***** Material provided *****

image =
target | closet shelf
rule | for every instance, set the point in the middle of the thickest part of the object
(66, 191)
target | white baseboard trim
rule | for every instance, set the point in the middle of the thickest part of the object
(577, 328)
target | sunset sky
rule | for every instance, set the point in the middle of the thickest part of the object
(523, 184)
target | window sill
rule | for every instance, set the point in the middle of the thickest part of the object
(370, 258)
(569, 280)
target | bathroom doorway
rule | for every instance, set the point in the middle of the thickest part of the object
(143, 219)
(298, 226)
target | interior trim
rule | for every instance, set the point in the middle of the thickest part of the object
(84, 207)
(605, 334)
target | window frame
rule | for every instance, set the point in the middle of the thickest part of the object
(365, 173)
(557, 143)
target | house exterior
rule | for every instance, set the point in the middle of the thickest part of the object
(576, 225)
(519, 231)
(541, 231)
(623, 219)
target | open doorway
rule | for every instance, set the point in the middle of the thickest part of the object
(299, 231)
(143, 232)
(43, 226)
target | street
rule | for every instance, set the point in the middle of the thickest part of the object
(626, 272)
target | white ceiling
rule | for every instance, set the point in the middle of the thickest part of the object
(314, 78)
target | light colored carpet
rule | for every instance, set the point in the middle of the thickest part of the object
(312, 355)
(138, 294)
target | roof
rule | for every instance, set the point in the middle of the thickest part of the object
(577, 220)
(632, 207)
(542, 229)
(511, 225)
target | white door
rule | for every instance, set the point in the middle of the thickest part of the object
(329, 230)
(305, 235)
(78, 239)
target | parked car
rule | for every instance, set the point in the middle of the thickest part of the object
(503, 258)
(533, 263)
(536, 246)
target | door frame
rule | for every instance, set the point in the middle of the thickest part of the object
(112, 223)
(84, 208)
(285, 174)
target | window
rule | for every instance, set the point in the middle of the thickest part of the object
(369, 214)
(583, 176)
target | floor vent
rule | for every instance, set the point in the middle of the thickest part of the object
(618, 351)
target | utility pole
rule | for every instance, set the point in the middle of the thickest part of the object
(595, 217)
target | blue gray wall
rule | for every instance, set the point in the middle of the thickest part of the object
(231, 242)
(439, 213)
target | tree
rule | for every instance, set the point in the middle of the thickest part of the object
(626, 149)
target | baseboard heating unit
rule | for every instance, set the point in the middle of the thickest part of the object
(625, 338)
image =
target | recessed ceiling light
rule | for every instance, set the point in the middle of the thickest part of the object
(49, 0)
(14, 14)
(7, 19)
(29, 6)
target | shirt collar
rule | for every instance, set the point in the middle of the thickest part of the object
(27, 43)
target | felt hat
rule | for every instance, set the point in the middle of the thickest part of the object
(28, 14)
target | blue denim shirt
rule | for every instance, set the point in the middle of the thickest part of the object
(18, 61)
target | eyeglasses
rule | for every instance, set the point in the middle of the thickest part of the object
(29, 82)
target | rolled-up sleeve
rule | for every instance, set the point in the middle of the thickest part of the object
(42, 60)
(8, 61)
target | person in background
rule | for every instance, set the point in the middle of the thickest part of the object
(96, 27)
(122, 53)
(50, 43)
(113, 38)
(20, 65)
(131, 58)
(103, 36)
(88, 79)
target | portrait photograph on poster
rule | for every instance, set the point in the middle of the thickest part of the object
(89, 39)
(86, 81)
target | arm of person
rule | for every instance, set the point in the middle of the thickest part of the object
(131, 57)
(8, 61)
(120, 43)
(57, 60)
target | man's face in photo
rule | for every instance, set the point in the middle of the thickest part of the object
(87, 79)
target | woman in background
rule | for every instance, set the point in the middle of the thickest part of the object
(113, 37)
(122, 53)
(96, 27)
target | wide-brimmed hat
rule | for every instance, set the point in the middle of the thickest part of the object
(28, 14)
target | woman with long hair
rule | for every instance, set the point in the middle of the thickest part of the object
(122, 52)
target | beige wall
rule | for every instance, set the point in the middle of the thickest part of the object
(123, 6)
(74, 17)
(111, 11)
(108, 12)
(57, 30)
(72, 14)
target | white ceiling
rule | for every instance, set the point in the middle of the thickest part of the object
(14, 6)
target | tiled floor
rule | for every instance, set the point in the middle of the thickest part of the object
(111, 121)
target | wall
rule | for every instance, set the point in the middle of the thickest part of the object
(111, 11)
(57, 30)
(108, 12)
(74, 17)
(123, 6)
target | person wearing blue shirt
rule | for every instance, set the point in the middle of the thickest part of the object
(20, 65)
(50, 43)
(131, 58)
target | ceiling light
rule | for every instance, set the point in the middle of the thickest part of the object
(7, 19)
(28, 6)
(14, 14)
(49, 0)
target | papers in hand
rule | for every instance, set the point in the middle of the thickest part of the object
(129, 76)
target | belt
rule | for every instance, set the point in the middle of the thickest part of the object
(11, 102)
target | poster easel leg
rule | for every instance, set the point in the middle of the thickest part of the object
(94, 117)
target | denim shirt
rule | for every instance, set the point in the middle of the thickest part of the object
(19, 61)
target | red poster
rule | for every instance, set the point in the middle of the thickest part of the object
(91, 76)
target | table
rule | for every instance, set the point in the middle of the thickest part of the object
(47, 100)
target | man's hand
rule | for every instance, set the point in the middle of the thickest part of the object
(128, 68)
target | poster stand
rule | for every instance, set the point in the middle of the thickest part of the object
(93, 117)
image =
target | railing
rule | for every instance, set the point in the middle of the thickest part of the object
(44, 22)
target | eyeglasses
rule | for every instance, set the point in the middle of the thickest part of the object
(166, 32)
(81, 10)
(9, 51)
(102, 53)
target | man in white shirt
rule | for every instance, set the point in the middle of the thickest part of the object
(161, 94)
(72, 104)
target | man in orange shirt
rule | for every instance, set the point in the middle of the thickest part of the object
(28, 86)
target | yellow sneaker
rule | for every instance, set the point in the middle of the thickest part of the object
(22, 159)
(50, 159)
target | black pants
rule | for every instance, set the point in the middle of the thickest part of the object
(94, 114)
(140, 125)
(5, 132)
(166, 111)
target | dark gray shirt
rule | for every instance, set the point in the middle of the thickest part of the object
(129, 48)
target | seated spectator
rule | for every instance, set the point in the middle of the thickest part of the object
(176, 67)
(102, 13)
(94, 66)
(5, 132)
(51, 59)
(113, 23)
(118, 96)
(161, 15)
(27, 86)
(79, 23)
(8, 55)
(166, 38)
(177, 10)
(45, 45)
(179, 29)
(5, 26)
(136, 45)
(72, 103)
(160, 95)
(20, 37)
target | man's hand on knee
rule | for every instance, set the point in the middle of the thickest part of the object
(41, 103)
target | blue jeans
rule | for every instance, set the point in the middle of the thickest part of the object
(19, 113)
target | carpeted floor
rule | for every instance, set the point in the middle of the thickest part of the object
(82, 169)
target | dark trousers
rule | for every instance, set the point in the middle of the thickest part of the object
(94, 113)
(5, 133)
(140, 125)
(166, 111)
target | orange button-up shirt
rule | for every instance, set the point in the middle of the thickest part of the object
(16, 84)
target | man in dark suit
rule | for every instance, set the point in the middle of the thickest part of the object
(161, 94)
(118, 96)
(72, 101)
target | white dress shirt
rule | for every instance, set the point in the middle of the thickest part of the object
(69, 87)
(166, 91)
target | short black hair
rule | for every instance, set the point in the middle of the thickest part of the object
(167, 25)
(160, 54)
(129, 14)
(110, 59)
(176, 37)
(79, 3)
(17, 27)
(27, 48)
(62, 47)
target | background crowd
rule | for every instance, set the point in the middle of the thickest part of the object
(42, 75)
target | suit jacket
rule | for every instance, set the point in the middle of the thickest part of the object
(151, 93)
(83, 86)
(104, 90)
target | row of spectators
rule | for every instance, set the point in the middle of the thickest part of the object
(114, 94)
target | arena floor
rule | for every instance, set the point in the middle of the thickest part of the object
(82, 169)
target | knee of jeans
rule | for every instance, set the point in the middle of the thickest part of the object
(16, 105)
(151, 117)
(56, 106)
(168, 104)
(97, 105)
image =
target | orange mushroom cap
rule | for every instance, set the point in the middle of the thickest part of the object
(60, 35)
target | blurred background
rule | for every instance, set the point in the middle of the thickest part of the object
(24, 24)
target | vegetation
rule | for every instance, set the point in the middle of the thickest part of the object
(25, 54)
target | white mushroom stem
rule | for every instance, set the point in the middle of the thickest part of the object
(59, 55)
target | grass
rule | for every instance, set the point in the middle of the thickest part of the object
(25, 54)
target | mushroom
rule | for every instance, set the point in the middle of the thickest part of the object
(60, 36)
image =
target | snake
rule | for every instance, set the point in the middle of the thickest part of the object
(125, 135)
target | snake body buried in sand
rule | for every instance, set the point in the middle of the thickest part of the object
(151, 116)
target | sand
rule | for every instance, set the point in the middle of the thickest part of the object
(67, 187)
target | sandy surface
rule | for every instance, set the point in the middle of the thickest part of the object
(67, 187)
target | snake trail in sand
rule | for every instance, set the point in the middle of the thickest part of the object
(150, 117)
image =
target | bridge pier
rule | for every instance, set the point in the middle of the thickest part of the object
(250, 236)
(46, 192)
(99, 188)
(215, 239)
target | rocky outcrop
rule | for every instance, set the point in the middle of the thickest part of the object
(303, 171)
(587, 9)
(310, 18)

*****

--- Exercise objective ---
Tally the lines in the records that hold the word "frame", and state only the resulting number.

--- Result for this exercise ---
2